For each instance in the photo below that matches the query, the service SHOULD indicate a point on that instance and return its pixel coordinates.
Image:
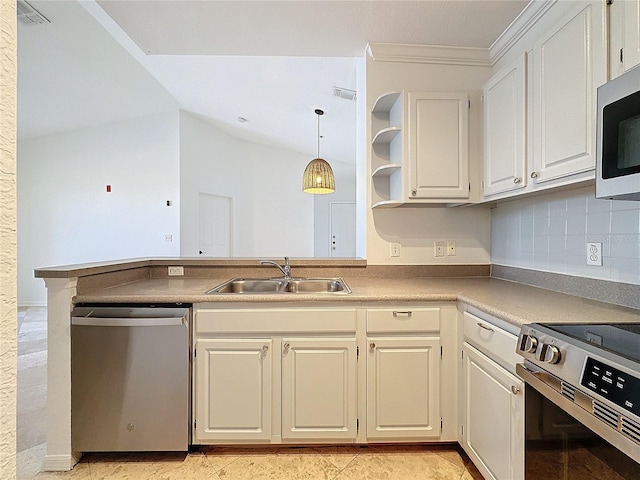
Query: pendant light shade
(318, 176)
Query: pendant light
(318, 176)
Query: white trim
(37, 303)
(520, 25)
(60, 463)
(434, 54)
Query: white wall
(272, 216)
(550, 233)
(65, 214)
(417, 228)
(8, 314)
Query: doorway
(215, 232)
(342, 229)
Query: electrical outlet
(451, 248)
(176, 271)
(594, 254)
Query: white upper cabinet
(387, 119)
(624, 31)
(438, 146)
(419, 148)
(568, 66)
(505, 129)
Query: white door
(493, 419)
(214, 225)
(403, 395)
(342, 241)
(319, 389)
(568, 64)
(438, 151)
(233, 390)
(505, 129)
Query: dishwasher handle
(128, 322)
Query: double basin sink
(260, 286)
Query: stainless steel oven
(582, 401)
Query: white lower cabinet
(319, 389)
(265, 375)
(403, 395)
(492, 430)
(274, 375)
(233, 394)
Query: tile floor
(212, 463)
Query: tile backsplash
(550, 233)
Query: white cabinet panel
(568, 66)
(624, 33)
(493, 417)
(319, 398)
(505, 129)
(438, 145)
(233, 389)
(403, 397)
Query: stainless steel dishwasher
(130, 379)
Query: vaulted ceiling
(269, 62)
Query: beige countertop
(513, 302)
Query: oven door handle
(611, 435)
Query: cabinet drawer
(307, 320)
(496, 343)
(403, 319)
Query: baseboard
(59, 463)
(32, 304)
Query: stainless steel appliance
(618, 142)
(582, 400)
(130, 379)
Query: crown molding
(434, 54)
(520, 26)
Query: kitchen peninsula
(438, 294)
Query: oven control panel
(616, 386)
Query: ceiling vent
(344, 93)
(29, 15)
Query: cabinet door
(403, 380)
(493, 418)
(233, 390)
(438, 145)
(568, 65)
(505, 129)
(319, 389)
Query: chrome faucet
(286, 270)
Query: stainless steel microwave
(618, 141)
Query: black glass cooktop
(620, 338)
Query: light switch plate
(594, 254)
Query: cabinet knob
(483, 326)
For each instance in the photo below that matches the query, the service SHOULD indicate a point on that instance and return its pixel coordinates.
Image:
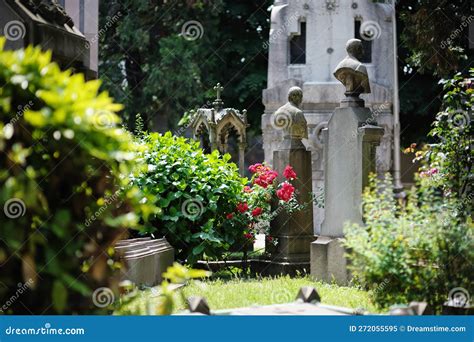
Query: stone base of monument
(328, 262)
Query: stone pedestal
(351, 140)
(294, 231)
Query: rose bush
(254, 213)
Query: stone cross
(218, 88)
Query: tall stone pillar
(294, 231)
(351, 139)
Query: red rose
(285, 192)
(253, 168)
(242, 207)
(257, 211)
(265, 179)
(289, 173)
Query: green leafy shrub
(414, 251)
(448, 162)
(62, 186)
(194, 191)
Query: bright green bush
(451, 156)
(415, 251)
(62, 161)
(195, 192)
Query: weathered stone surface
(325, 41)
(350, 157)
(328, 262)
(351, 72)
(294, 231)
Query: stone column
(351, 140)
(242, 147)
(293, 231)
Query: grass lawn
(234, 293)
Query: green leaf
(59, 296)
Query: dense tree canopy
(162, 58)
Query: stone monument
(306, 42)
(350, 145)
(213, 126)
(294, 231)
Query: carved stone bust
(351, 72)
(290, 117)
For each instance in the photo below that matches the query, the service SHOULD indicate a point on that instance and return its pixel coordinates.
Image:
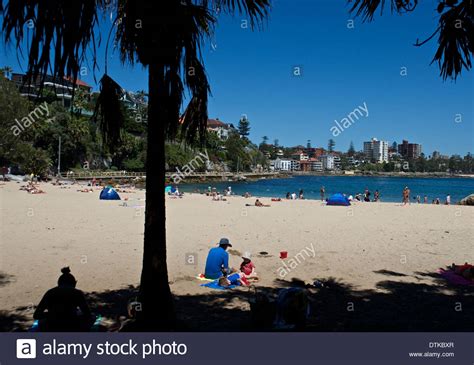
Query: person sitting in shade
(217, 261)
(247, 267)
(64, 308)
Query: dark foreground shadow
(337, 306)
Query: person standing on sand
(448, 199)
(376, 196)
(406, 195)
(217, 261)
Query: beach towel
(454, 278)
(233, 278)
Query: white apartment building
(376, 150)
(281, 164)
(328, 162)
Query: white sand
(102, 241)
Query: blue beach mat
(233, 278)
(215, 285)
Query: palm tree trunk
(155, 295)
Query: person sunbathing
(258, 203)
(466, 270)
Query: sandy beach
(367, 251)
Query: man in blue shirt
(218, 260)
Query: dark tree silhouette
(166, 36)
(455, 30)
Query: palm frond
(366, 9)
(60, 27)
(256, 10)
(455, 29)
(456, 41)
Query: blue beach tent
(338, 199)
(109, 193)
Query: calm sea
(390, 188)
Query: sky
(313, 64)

::::

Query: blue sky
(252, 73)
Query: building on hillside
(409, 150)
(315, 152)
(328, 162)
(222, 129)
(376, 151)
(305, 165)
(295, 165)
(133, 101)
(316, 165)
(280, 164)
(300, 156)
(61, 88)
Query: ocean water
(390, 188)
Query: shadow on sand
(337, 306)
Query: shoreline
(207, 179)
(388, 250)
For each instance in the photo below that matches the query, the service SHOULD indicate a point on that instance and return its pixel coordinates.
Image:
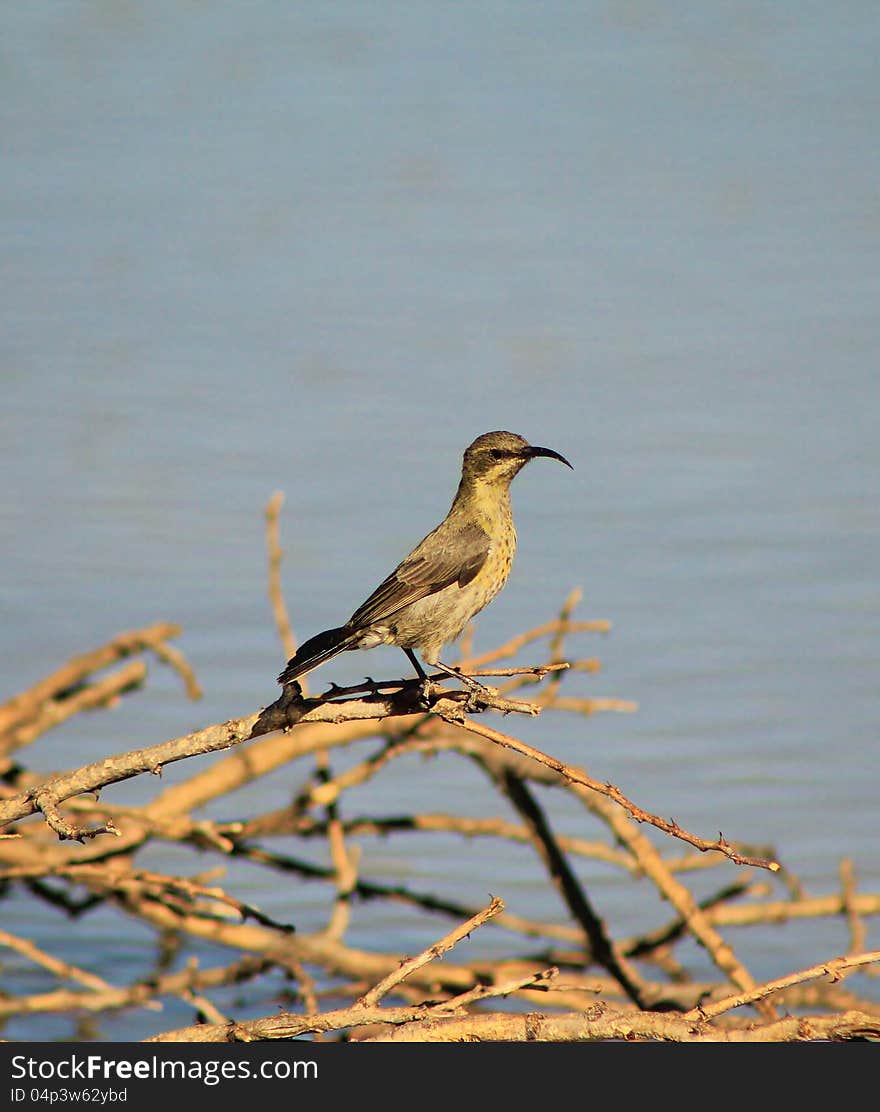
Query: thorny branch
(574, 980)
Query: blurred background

::::

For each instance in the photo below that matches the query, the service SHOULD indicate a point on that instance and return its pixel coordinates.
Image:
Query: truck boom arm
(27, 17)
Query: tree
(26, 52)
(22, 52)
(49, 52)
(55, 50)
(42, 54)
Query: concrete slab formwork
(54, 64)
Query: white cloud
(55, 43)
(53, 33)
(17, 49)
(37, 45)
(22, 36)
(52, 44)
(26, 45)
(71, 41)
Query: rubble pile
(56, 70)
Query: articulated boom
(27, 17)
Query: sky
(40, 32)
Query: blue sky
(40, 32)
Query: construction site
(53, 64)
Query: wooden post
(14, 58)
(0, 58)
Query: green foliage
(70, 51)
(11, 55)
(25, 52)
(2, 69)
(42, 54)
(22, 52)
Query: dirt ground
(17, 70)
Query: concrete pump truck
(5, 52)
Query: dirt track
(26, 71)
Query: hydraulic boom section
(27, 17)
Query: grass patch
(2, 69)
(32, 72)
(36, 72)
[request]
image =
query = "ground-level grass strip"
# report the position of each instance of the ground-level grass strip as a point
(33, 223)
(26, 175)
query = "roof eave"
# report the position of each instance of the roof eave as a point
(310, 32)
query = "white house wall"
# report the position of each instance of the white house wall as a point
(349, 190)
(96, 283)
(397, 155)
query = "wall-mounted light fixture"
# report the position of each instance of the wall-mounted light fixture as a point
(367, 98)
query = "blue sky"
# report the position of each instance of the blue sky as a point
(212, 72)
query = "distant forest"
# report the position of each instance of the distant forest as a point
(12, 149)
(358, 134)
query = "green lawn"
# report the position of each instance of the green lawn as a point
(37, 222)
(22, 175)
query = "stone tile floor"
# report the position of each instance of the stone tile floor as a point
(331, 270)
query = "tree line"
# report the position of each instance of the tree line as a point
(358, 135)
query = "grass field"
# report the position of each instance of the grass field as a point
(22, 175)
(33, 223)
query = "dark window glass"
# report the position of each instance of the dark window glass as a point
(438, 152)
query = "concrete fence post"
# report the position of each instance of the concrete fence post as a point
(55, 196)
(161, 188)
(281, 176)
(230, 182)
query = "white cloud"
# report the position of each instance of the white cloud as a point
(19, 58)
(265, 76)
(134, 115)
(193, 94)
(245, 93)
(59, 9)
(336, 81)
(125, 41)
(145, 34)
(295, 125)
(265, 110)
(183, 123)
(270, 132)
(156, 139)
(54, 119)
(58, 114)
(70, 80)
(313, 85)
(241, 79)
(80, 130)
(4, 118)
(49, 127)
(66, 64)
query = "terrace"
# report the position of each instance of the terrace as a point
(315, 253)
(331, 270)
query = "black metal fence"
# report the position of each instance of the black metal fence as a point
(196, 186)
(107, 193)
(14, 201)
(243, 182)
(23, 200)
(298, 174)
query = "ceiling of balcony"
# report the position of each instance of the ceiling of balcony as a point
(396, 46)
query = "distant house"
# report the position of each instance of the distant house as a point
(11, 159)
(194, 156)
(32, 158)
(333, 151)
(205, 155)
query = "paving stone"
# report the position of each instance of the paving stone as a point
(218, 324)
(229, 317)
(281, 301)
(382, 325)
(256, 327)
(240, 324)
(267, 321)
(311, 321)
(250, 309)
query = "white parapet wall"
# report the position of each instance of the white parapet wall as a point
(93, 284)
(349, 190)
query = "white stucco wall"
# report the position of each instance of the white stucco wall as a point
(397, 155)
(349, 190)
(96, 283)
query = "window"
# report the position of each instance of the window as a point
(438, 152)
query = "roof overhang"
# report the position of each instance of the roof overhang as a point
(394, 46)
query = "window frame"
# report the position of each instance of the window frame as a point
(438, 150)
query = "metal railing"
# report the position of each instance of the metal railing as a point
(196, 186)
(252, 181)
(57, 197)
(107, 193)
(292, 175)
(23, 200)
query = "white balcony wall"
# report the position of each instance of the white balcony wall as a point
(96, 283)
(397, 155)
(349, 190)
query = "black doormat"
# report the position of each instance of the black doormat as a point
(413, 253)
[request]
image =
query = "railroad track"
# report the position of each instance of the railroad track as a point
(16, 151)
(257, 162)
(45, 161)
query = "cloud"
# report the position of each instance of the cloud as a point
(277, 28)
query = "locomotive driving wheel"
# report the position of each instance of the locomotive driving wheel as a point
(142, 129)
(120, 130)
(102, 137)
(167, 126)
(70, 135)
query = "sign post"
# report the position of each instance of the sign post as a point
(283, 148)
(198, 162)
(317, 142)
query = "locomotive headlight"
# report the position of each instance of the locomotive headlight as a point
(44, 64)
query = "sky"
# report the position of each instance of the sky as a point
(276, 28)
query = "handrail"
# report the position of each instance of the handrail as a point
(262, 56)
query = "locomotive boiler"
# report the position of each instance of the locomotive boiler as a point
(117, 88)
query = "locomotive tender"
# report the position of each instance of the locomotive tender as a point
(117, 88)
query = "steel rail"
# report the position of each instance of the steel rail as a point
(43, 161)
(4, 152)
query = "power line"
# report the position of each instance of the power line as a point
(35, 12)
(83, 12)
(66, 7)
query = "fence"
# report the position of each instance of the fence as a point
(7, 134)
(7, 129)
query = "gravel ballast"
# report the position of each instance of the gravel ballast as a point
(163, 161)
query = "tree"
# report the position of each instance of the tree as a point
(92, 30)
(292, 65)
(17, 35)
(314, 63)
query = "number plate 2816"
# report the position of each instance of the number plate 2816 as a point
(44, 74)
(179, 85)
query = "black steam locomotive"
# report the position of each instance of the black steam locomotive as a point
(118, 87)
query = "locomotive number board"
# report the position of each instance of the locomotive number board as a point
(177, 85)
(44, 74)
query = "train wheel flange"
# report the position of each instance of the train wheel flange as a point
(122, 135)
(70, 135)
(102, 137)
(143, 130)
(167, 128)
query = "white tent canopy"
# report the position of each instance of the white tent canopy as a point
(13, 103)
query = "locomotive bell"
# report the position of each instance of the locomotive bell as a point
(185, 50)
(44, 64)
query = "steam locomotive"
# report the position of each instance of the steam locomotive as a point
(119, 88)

::::

ASSIGNED TASK —
Leaving each picture behind, please give again exactly the lines above from the one with "Query: shoreline" through the one with "Query: blurred background", both included, and no others.

RESPONSE FOR THIS EXERCISE —
Query: shoreline
(207, 179)
(388, 250)
For each instance in the photo below that matches the query, the service SHOULD indicate a point on that instance and return its pixel coordinates.
Image:
Query: thorny branch
(574, 980)
Query: blurred background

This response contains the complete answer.